-- PROMPT --
Nothing but the data below, returned exactly, should appear in the answer.

BEGIN RECORDS FOR THIS TASK

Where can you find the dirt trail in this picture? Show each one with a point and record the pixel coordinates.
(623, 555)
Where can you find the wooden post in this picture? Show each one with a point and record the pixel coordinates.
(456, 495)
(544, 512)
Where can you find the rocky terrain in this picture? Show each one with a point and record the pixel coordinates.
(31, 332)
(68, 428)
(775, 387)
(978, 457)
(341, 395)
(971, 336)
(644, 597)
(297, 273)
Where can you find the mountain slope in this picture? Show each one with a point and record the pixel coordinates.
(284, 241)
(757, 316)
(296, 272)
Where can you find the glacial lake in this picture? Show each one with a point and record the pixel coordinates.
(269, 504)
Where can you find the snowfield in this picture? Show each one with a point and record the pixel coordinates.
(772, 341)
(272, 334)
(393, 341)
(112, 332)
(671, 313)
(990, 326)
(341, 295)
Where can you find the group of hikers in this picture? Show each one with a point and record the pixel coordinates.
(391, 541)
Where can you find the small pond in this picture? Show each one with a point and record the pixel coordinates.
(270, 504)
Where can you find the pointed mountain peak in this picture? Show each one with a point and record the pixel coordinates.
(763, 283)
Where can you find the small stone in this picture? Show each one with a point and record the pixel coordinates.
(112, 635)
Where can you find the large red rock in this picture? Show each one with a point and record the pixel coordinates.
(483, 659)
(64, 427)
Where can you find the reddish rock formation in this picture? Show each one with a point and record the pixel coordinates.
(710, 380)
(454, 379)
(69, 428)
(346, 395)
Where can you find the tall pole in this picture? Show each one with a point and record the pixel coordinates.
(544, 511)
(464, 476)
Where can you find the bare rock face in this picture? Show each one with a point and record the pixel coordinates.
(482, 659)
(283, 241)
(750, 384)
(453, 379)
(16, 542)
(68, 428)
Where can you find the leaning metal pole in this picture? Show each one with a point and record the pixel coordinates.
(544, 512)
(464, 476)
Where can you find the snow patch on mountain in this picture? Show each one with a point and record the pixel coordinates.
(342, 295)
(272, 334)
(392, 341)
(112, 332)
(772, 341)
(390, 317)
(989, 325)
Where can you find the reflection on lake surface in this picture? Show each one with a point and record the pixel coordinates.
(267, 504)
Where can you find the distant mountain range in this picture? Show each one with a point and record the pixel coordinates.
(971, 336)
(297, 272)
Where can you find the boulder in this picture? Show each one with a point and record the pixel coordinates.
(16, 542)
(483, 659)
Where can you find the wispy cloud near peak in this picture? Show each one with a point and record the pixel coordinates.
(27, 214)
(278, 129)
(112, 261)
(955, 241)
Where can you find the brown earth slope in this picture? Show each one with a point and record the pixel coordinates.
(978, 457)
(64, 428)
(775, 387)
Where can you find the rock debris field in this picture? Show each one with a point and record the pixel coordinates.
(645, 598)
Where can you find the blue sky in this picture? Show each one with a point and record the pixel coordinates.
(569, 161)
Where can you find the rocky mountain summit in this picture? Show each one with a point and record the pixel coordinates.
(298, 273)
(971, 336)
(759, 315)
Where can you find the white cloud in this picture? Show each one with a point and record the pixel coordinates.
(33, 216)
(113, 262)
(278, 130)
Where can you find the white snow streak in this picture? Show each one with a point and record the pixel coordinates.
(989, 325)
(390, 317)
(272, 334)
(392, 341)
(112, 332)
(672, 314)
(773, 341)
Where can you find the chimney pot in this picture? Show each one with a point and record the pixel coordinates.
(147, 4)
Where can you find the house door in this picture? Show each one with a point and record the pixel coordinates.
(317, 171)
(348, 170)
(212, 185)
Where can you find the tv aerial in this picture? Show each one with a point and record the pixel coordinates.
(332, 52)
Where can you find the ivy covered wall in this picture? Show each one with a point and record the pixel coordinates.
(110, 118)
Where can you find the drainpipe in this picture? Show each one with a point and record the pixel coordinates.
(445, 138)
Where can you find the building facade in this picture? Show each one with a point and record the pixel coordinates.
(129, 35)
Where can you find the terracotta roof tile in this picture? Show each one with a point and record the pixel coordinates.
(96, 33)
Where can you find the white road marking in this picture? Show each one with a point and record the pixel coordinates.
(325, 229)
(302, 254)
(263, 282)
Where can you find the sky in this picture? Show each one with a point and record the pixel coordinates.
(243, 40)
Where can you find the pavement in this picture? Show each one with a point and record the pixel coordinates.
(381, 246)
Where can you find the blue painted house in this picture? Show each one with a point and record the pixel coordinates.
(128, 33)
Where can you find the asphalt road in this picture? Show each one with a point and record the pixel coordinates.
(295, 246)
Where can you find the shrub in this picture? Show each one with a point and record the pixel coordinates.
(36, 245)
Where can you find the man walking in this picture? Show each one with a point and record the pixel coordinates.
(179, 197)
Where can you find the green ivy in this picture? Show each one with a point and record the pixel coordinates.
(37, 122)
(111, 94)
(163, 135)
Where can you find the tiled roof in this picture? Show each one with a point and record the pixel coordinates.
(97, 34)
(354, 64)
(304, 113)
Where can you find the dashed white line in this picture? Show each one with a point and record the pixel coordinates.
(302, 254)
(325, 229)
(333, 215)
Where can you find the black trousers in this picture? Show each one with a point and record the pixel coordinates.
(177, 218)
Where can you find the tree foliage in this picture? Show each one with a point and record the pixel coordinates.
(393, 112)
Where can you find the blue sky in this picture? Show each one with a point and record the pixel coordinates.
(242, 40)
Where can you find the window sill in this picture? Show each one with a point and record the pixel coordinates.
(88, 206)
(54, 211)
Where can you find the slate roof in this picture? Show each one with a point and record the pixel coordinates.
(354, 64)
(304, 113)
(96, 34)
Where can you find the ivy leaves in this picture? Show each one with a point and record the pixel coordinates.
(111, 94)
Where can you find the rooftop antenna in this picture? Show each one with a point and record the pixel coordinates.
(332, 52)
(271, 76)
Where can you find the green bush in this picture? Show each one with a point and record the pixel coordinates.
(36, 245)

END RECORDS FOR THIS TASK

-- SOLVED EXERCISE --
Where can you find the dirt trail in this picture? Show each one with a point and record the pixel coordinates.
(623, 555)
Where can you find the wooden post in this picture? Show each one with a point and record the pixel coordinates.
(456, 495)
(544, 512)
Where can you find the rocky terrain in this picture? Show each one with a point and record the pixel coordinates.
(31, 332)
(68, 428)
(775, 387)
(978, 457)
(341, 395)
(971, 336)
(644, 597)
(297, 273)
Where can you find the mountain slope in this picture? Show each one with a point and record the pixel coordinates.
(284, 241)
(757, 316)
(296, 272)
Where can you find the glacial lake in this picture? Show each one with a point and record the pixel coordinates.
(269, 504)
Where can you find the snowfield in this picture? Show each one with a point and record the pixel coordinates.
(772, 341)
(272, 334)
(393, 341)
(112, 332)
(671, 313)
(990, 326)
(341, 295)
Where can you find the group of hikers in this picture? Show each one with a point and record the pixel coordinates.
(391, 541)
Where can you find the small pond in this picture? Show each one with a point and record the pixel coordinates.
(270, 504)
Where can you find the pointed mountain peak in this picture? Show each one with a point and record the pixel coordinates.
(763, 283)
Where can you find the small stone in this picture? Show each one with a point and record the pixel coordinates.
(112, 635)
Where can you find the large red rock in this picture? Show each one with a point and record the pixel coordinates.
(483, 659)
(64, 427)
Where can you find the reddish rock formation in this picture? Show each one with a point and record the pixel coordinates.
(710, 380)
(454, 379)
(69, 428)
(346, 395)
Where can you find the tall pole in this picture? Show each one with a point and record the pixel coordinates.
(544, 511)
(464, 476)
Where can you find the bare rock face in this picture? Show each one with a point and record the pixel coordinates.
(482, 659)
(283, 241)
(750, 384)
(453, 379)
(16, 542)
(68, 428)
Where can you find the leaning metal pole in this picture? Show each one with a point and record the pixel coordinates.
(544, 512)
(464, 476)
Where can you find the snow patch on mountain in this picture? Show each one with a point and record the pixel coordinates.
(342, 295)
(272, 334)
(392, 341)
(112, 332)
(772, 341)
(390, 317)
(989, 325)
Where can you find the reflection on lake surface in this picture? Show each one with a point and record the pixel coordinates.
(267, 504)
Where can you find the distant mountain range in this picture? Show each one with a point and record the pixel coordinates.
(971, 336)
(297, 272)
Where can you find the boulder in this picture? Show each one with a point and record the pixel coordinates.
(16, 542)
(483, 659)
Where can you find the wispy cloud near peak in this picture? Show each one with a point and record the pixel coordinates.
(27, 214)
(278, 129)
(112, 261)
(955, 241)
Where can you find the brown earth slope in this picture? Show each one with a point and record the pixel coordinates.
(978, 457)
(64, 428)
(775, 387)
Where can you find the rock debris field in this picture? Show each one with a point and record the pixel coordinates.
(645, 598)
Where can you find the blue sky in this picture? Show each one with a point and record the pixel coordinates.
(569, 161)
Where can you find the rocky mountain summit in this picture? Show each one with a point and record the pixel coordinates.
(298, 273)
(971, 336)
(759, 315)
Where can you find the white cloud in this picture? Show each one with a point and record the pixel coordinates.
(33, 216)
(113, 262)
(278, 130)
Where can you find the white snow streak in this picture? Show each one with a point and record the pixel coordinates.
(989, 325)
(390, 317)
(272, 334)
(392, 341)
(112, 332)
(672, 314)
(773, 341)
Where can you find the chimney pot in this picture? Show each one with a point and record the pixel coordinates.
(147, 4)
Where can you find the house door in this picture? Show each one with a point and record the pixel coordinates.
(317, 171)
(348, 170)
(212, 185)
Where can you find the tv aerial in this picture? Show each one with a point and record the pixel coordinates.
(332, 52)
Where can you find the ivy covered wall in this picture? Show each one with a point and record the pixel coordinates.
(110, 118)
Where can you find the drainpipe in this picture? Show each one with a point and record the pixel coordinates.
(445, 138)
Where can you find the building facade in this picture? Show each one with a point and record the pixel coordinates.
(129, 35)
Where can you find the terracotta roof tile in this picture? Show each one with a point and record the pixel coordinates.
(96, 33)
Where can you find the white road marking in this picture? Show each one with a point and record the pixel coordinates.
(325, 229)
(302, 254)
(263, 282)
Where can you find the sky in this picture? Show each one with a point and record the pixel coordinates.
(243, 40)
Where can you find the pavement in this picture? Show each one with a point and record the pixel coordinates.
(381, 246)
Where can you find the blue painted house in this picture? Show each one with a point and record the pixel coordinates.
(128, 33)
Where can you find the asphalt road in this picture? Show each one with a point and record the pixel coordinates.
(295, 246)
Where can you find the shrub in this picture? Show each one with a point and record the pixel coordinates.
(36, 245)
Where can you find the man walking in this picture? Show each one with a point and record the pixel coordinates.
(179, 197)
Where can you find the green ivy in this picture? Show each one with a point and record the pixel coordinates.
(37, 122)
(111, 94)
(163, 135)
Where can you find the tiled roof in this picture? Show each one with a point and record the pixel coordinates.
(97, 34)
(354, 64)
(304, 113)
Where can you find the dashed white line in this picture? Show each one with a point and record the pixel coordinates.
(302, 254)
(325, 229)
(333, 215)
Where can you find the black trousers in this picture? Show each one with a point and record the pixel coordinates.
(177, 218)
Where can you find the tree foliage in this picture? Show each one with a point and record the pixel coordinates.
(393, 112)
Where can you find the blue sky in this picture? Show each one with a point and record the pixel coordinates.
(242, 40)
Where can you find the window sill in this picture? Show each one with a point and record the pixel coordinates.
(88, 206)
(54, 211)
Where can you find the slate roof in this picture? Show each one with a point and record the pixel coordinates.
(354, 64)
(304, 113)
(96, 34)
Where can you find the ivy leaves in this picture? Show each one with a point and record the pixel coordinates.
(111, 94)
Where can you find the rooftop antenna in this picture? Show each one with a point and record the pixel coordinates.
(332, 52)
(271, 76)
Where can you find the green bush in this picture? Show each one with a point and record the pixel coordinates.
(36, 245)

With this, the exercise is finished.